▶ [Problem requirements] Copy out all of the data below word for word, changing nothing.

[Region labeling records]
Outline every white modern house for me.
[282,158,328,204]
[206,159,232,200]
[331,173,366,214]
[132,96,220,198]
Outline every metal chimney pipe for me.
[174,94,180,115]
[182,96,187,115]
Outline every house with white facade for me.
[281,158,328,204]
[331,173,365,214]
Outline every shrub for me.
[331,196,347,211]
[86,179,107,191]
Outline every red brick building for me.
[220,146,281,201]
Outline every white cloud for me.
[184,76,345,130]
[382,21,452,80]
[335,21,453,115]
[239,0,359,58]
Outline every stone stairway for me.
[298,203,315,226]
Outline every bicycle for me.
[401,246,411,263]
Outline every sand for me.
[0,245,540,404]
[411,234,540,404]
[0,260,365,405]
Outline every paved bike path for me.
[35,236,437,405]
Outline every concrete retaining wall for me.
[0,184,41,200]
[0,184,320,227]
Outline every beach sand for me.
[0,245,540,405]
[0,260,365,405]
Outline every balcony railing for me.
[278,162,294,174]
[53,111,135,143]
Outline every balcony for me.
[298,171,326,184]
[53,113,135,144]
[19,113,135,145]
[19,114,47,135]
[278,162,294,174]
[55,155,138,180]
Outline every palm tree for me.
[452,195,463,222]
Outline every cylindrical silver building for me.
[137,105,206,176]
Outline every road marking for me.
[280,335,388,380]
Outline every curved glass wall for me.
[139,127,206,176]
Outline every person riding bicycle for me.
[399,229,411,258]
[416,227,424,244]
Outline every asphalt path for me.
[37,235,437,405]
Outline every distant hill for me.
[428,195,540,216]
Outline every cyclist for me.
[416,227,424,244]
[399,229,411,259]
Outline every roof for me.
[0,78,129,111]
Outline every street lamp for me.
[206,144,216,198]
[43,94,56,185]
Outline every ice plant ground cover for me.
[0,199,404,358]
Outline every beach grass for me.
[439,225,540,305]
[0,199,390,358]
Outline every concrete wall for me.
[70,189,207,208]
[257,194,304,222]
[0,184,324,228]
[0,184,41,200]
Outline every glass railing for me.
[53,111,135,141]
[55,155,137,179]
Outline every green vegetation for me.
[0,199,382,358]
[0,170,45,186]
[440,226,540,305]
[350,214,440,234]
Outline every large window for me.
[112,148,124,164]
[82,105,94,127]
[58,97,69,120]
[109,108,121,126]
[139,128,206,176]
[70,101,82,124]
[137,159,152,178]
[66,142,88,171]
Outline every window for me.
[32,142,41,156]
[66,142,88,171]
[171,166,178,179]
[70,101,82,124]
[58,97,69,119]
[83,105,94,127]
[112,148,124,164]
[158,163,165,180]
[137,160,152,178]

▶ [Task result]
Outline every white modern house for me.
[282,158,328,204]
[206,159,232,200]
[331,173,366,214]
[132,96,220,198]
Outline every metal chimney pipe for me.
[174,94,180,115]
[182,96,187,115]
Outline every house with white facade for me.
[281,158,328,204]
[331,173,365,214]
Outline every shrub for me.
[331,196,347,211]
[86,179,107,191]
Outline every red brick building for me.
[220,146,281,201]
Outline every white cloud for me.
[184,76,345,130]
[382,21,452,80]
[335,21,453,115]
[239,0,359,58]
Outline every stone stairway for me.
[298,203,315,226]
Outline every bicycle for me.
[401,246,411,263]
Outline every sand for me.
[0,245,540,404]
[411,234,540,404]
[0,260,365,405]
Outline every paved bike path for me.
[35,236,437,405]
Outline every concrete retaining wall for me.
[0,184,41,200]
[0,184,320,227]
Outline every beach sand for me.
[0,245,540,405]
[0,260,365,405]
Outline every balcony railing for me.
[278,162,294,174]
[53,111,135,143]
Outline every balcony for me.
[298,171,326,184]
[53,113,135,144]
[19,113,135,145]
[19,114,47,135]
[278,162,294,174]
[55,155,138,180]
Outline every palm tree for me.
[452,195,463,222]
Outline every cylindrical silver building for me.
[137,105,206,176]
Outline every road marking for me.
[280,335,388,380]
Outline every curved glass wall for me.
[139,127,206,176]
Outline every person riding bicycle for me.
[399,229,411,258]
[416,227,424,244]
Outline every asphalt path for me.
[37,235,437,405]
Outline every distant hill for me.
[428,195,540,216]
Outline every cyclist for me.
[416,227,424,244]
[399,229,411,259]
Outline every roof for me.
[0,78,129,111]
Outline every street lamp for me.
[206,144,216,198]
[43,94,56,185]
Outline every ice plant ground cover for me.
[0,199,404,358]
Outline every beach grass for me.
[439,225,540,305]
[0,199,390,358]
Outline every concrete wall for me.
[70,189,207,208]
[257,194,304,222]
[0,184,324,228]
[0,184,41,200]
Outline every glass railing for me.
[53,111,135,141]
[55,155,137,179]
Outline every green vegetation for me.
[0,199,382,358]
[0,170,45,186]
[440,226,540,305]
[350,214,440,234]
Outline every large window for me.
[112,148,124,164]
[82,105,94,127]
[58,97,69,120]
[109,108,121,126]
[139,128,206,176]
[70,101,82,124]
[137,159,152,178]
[66,142,88,171]
Outline every window for me.
[32,142,41,156]
[66,142,88,171]
[171,166,178,179]
[70,101,82,124]
[58,97,69,119]
[83,105,94,127]
[112,148,124,164]
[158,163,165,180]
[137,160,152,178]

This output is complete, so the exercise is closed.